[BEGIN]
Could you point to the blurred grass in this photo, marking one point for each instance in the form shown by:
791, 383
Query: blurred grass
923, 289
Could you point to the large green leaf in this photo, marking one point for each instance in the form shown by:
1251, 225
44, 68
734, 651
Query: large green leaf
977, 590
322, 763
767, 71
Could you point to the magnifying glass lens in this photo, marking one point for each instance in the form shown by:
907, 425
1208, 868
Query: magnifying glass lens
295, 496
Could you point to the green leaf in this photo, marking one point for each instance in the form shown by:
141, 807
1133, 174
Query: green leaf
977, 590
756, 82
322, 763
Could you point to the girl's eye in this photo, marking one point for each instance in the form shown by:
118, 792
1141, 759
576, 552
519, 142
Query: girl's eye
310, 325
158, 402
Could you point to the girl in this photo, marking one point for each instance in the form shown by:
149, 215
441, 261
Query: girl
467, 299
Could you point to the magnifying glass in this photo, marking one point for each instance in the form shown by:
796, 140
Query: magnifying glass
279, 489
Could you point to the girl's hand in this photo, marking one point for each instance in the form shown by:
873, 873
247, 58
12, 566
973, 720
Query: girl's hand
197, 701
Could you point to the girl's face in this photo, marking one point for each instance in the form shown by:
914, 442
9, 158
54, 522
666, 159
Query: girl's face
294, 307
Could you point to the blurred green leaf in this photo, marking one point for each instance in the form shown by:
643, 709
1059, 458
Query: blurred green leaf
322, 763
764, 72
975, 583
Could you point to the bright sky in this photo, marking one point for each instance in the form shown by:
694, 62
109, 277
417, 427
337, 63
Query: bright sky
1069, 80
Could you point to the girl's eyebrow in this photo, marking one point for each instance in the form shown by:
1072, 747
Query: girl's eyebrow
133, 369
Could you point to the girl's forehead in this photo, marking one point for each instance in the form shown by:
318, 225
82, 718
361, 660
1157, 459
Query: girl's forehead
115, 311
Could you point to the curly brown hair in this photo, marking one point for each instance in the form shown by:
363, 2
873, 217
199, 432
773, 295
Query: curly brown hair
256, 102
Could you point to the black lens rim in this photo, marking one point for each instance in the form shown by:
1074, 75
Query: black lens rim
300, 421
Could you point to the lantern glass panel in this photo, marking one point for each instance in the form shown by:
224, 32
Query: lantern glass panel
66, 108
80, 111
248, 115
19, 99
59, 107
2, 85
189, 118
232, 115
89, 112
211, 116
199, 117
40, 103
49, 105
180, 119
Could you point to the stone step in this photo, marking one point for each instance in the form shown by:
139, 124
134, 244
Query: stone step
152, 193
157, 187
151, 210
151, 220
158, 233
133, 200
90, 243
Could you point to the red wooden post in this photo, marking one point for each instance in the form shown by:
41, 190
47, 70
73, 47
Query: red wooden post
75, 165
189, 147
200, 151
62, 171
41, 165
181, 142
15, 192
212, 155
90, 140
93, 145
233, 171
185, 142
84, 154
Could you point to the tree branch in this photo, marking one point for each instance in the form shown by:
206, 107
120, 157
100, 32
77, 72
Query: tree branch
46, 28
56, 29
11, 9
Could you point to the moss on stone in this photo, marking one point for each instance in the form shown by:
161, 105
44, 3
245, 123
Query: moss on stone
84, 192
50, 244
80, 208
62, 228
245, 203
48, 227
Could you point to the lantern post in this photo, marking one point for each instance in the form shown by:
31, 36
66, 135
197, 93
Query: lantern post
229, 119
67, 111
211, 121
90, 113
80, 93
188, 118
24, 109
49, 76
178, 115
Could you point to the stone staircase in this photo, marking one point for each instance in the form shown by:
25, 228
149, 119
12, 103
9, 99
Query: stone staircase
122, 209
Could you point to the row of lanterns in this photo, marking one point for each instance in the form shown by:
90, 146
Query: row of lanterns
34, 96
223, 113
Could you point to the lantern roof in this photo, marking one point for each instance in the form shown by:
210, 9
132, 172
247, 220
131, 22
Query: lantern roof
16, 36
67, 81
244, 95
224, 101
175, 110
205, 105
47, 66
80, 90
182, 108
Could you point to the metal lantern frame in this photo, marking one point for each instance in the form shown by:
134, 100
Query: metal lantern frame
[END]
Task objective :: Output every line of the records above verbatim, in the same order, with no additions or changes.

Reply ::
Could you point to the blurred grass in this photo, marking one point for each instance in the form shown by:
791, 383
Query: blurred grass
923, 289
Could you point to the large green leaf in this photo, marking one point for each instance in the form shown by:
1251, 225
44, 68
734, 651
Query: large green leaf
977, 590
322, 763
767, 71
Could you point to the magnifying glass lens in this photo, marking one point for each instance in the form shown by:
907, 425
1208, 868
Query: magnifying glass lens
295, 496
Could you point to the green leaf in this photo, marking one point for each instance in the form shown by:
141, 807
1133, 174
Query: green leaf
977, 590
756, 82
322, 763
Could you point to the girl's eye in this photo, marking one point for each instance in the form shown by:
118, 792
1141, 759
576, 552
519, 142
Query: girl's eye
310, 325
158, 402
Could you point to the girl in this photo, marking one point for each instance in the form shown by:
149, 215
441, 261
Query: girl
467, 299
Could you point to the magnifying glass in this photo, marking one point for each instance in the form shown by:
796, 140
Query: magnifying glass
279, 489
Could you point to the girl's hand in this photo, marking one point for each instance in the form shown by:
873, 873
247, 58
12, 566
973, 720
Query: girl's hand
197, 701
Could you point to the girl's face in this photo, marking one point for each instance in the form shown by:
914, 442
9, 158
54, 522
666, 159
Query: girl's face
294, 307
Could you point to the blurred green leaf in this photo, marking one point for each instance in the form shown by:
643, 709
1059, 458
Query: blurred green leaf
322, 763
764, 72
975, 583
Could you point to the bright sky in this photo, marking one point for each instance in the form shown by:
694, 62
109, 277
417, 427
337, 63
Query: bright sky
1069, 80
Could you point to the girl's eyebrow in this photo, marking one point for each instance in the form shown by:
1072, 747
Query: girl's eyebrow
133, 369
Could you point to the girl's forehead in this photo, marking one point for each instance in the form shown by:
318, 225
82, 718
361, 660
1157, 459
Query: girl's forehead
115, 311
Could you point to the curly brown hair in this photo, marking one point for each instance in the form shown by:
363, 2
873, 217
199, 432
773, 295
Query: curly brown hair
256, 102
Could you point to the black lens rim in this photo, marking one point for each instance in the form shown by:
1074, 75
Query: black lens rim
300, 421
Could you point to the lantern glass panel in this photo, marking one point for each instance in the form shown by:
224, 32
Query: lantern glass panel
66, 108
80, 111
248, 115
19, 99
59, 107
2, 85
189, 118
232, 115
89, 112
211, 116
199, 117
40, 103
49, 105
180, 119
Could you point to the stone step in this photo, marking one point for each instance in the form shown by:
139, 124
134, 244
Query: stone step
152, 193
157, 187
151, 210
151, 220
158, 233
133, 200
90, 243
Could you point to the red wooden post in this photo, marking one point for each instance in the form shown by:
41, 190
47, 70
73, 47
Query: red wooden post
75, 165
189, 147
200, 151
62, 171
41, 165
181, 142
15, 192
212, 155
90, 140
93, 145
233, 171
185, 142
84, 154
Could you point to the tree branch in this photo, marking one point for each instance in the form shown by:
206, 107
120, 157
100, 32
77, 72
Query: tree branch
46, 28
56, 29
11, 9
Could you point to the moss on stone in this photo, marking one point for each instance in the form shown by:
161, 105
44, 3
245, 123
Query: moss on stone
84, 192
50, 244
80, 208
62, 228
245, 203
48, 227
Could you point to the lantern post in this photo, marking one point for each instance in the form shown by:
31, 36
66, 135
197, 93
Query: lantern post
229, 119
67, 111
211, 121
90, 113
80, 93
188, 118
24, 109
49, 76
178, 115
Could you point to the stone staircase in this photo, marking one point for each instance in the form shown by:
25, 228
149, 119
12, 103
9, 99
Query: stone staircase
122, 209
Could you point to the row of lanterns in this photo, marking one point for each instance in the form shown by:
90, 146
Query: row of lanterns
34, 96
223, 113
Could you point to the lantern roof in this photo, marking one point for each instance in the form shown by:
210, 9
132, 172
247, 220
131, 22
Query: lantern roof
16, 36
67, 81
244, 95
224, 101
175, 110
205, 105
47, 66
80, 90
182, 108
Could you point to the metal lantern frame in this photo, marking one point for each instance in the form shown by:
134, 100
Query: metal lantern frame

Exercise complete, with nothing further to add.